Extract:
***
Now, 13 years later The Gang’s current Orwellian rendering has switched its focus to “‘Fake news’ is the big one, ‘alternate facts,’ everything is rewritten,” Sullivan told me at a reception after the opening of the show wherein the job of protagonist Winston Smith (Will Thomas McFadden) at the Ministry of Truth is to rewrite and re-edit records of the past in order to conform with the Party’s ever-shifting, current version of events. As Orwell wrote in 1984: “Who controls the past controls the future. Who controls the present controls the past.”

 

But The Gang’s production now on the boards at the Culver City Ivy Substation through Dec. 7 takes matters even further, arguing that this manipulation of reality aims to “make people not believe what they see with their own lying eyes,” said Sullivan, longtime Resident Playwright for the Tony and OBIE award-winning San Francisco Mime Troupe (which for some reason has never itself presented his adaptation of 1984, although since premiering it in 2006, The Gang has toured with it internationally, from Buenos Aires to Kiev).

 

Sullivan went on to discuss what’s inherent in Orwell’s masterpiece about mind control: “Cognitive dissonance, insanity… Everything about Trump is a lying contradiction [such as his being] a billionaire who is the friend of the worker.”

 

This falsification is front and center in a prison cell confrontation between Winston and the Inner Party member O’Brien (Oscar-winner Tim Robbins, the Artistic Director and co-founder of The Actors’ Gang, who also directs 1984). After indulging in a forbidden love affair with Julia (Lee Margaret Hanson, who like other cast members plays more than one role), the Outer Party member finds the courage to fight Big Brother (it’s amazing what sexual potency can do!), leader of the oppressive system. Winston seeks to join the underground resistance movement called the Brotherhood and led by Emmanuel Goldstein (Tom Szymanski portrays this Leon Trotsky type figure). Believing his superior O’Brien to secretly belong to the opposition, Winston reaches out to him, with dire consequences.

 

While torturing the imprisoned Winston, O’Brien calmly seeks to convince the doubting inmate that if the omniscient Party dictates that “two plus two equals five,” why, then it must be so. Although he died in 1950, the oracular Orwell prophesized our own Trumpian age - think of the nonstop lies and contradictions of Dudi Giuliani, despicable Mick Mulvaney and but of course, The Donald himself, and the rest of these Doublethinkers. (How delicious it is to see Robbins, one of Hollywood’s leading actor/activists who has at great personal cost, on- and off- the stage and screen, stood up against war and injustice and for human rights, slyly play a tyrannical Torquemada.)
***
Entries:

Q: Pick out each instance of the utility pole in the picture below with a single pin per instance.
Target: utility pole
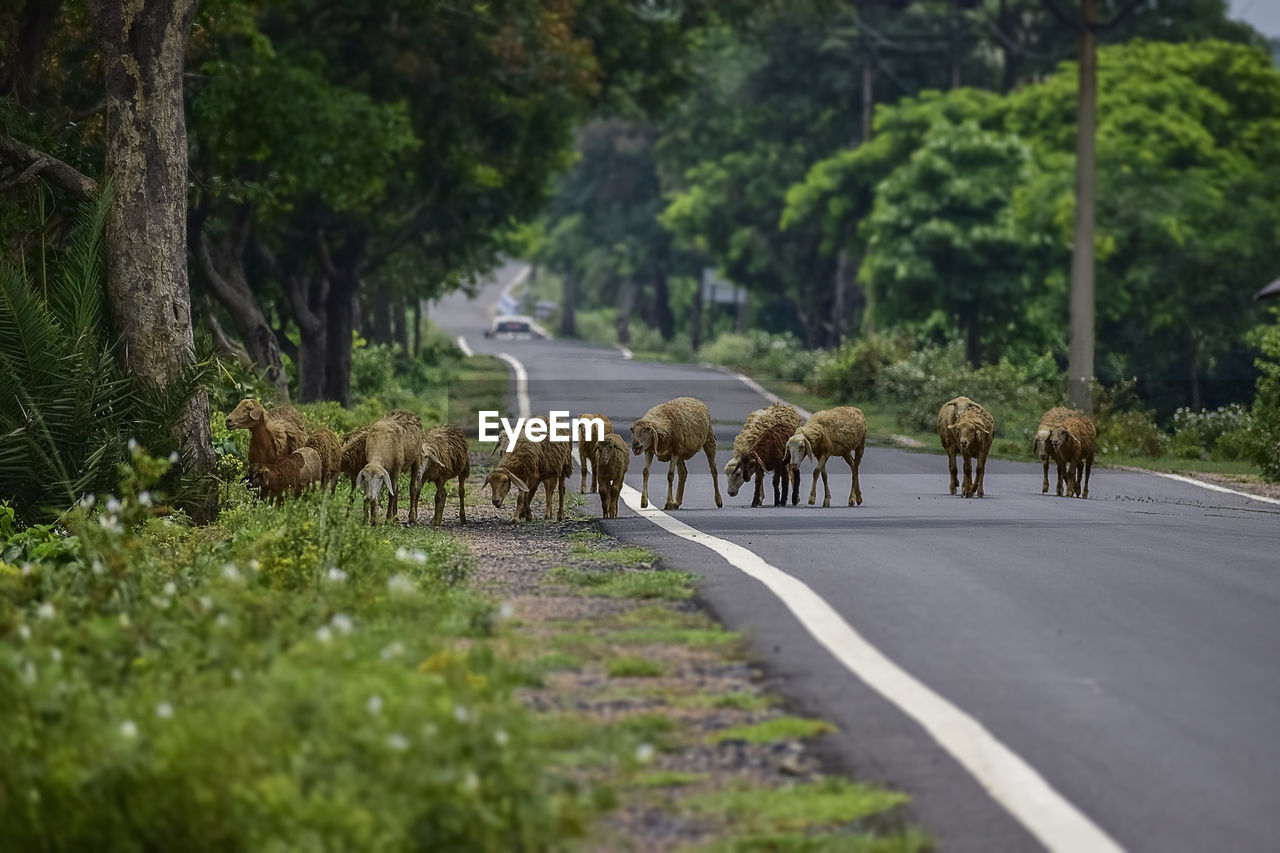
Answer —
(1080, 350)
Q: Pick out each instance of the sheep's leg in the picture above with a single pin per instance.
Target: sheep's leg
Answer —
(462, 498)
(709, 448)
(676, 464)
(644, 487)
(855, 491)
(982, 470)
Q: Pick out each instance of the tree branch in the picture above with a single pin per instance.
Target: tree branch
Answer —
(35, 162)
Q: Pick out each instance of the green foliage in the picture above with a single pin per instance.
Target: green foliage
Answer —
(68, 409)
(286, 679)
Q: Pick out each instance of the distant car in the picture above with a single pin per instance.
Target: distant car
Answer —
(513, 327)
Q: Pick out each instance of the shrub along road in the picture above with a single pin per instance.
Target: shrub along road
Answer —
(1123, 647)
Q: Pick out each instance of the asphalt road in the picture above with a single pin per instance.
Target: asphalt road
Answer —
(1127, 647)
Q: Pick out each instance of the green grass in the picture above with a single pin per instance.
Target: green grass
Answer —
(635, 667)
(626, 584)
(826, 803)
(776, 729)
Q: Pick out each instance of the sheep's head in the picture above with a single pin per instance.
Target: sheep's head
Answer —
(644, 437)
(1040, 447)
(371, 479)
(734, 478)
(499, 482)
(798, 450)
(967, 432)
(247, 413)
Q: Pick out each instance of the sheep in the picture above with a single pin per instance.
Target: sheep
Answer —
(444, 455)
(526, 466)
(611, 463)
(325, 443)
(757, 423)
(768, 454)
(392, 447)
(832, 432)
(1042, 450)
(675, 430)
(1074, 441)
(274, 433)
(586, 450)
(967, 428)
(293, 473)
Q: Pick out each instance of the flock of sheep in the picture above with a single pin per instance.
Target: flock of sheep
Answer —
(284, 459)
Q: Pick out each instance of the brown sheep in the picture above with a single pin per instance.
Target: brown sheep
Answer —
(675, 430)
(832, 432)
(757, 423)
(292, 474)
(1042, 450)
(586, 448)
(325, 443)
(274, 433)
(768, 454)
(1074, 441)
(967, 429)
(611, 461)
(444, 456)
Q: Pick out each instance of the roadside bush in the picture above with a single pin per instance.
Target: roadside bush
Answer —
(282, 680)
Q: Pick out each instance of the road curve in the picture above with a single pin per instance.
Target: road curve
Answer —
(1124, 646)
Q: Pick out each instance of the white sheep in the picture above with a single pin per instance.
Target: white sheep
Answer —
(832, 432)
(673, 432)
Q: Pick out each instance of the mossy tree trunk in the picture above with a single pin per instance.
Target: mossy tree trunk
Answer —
(144, 44)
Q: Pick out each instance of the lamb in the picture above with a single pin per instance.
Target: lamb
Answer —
(1074, 441)
(1042, 448)
(757, 423)
(967, 428)
(273, 433)
(292, 474)
(832, 432)
(586, 450)
(526, 466)
(325, 443)
(675, 430)
(768, 454)
(392, 447)
(611, 463)
(444, 455)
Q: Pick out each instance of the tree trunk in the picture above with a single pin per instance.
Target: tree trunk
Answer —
(626, 301)
(223, 268)
(1080, 349)
(662, 316)
(144, 45)
(568, 305)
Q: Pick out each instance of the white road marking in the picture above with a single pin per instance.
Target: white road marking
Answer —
(1211, 487)
(1010, 780)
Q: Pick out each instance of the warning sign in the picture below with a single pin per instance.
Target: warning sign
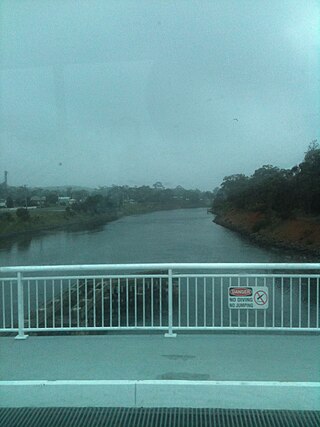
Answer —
(249, 297)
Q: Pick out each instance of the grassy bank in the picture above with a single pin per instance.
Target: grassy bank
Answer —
(41, 220)
(301, 233)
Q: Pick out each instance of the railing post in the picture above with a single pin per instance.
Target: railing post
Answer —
(21, 335)
(170, 334)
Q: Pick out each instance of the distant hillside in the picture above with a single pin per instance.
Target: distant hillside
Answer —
(279, 207)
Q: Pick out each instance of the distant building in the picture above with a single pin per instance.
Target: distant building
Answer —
(38, 201)
(66, 201)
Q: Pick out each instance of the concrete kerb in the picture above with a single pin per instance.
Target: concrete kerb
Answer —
(175, 393)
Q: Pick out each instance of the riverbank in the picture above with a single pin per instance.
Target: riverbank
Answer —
(300, 234)
(41, 220)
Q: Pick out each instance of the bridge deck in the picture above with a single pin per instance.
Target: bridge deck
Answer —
(209, 360)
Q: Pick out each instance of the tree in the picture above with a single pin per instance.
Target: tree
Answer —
(23, 214)
(10, 203)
***
Given problem: From the review of the 1984 stage production above, extract the passage from "But The Gang’s" to "Aires to Kiev).", copying it word for word.

Result for this exercise:
But The Gang’s production now on the boards at the Culver City Ivy Substation through Dec. 7 takes matters even further, arguing that this manipulation of reality aims to “make people not believe what they see with their own lying eyes,” said Sullivan, longtime Resident Playwright for the Tony and OBIE award-winning San Francisco Mime Troupe (which for some reason has never itself presented his adaptation of 1984, although since premiering it in 2006, The Gang has toured with it internationally, from Buenos Aires to Kiev).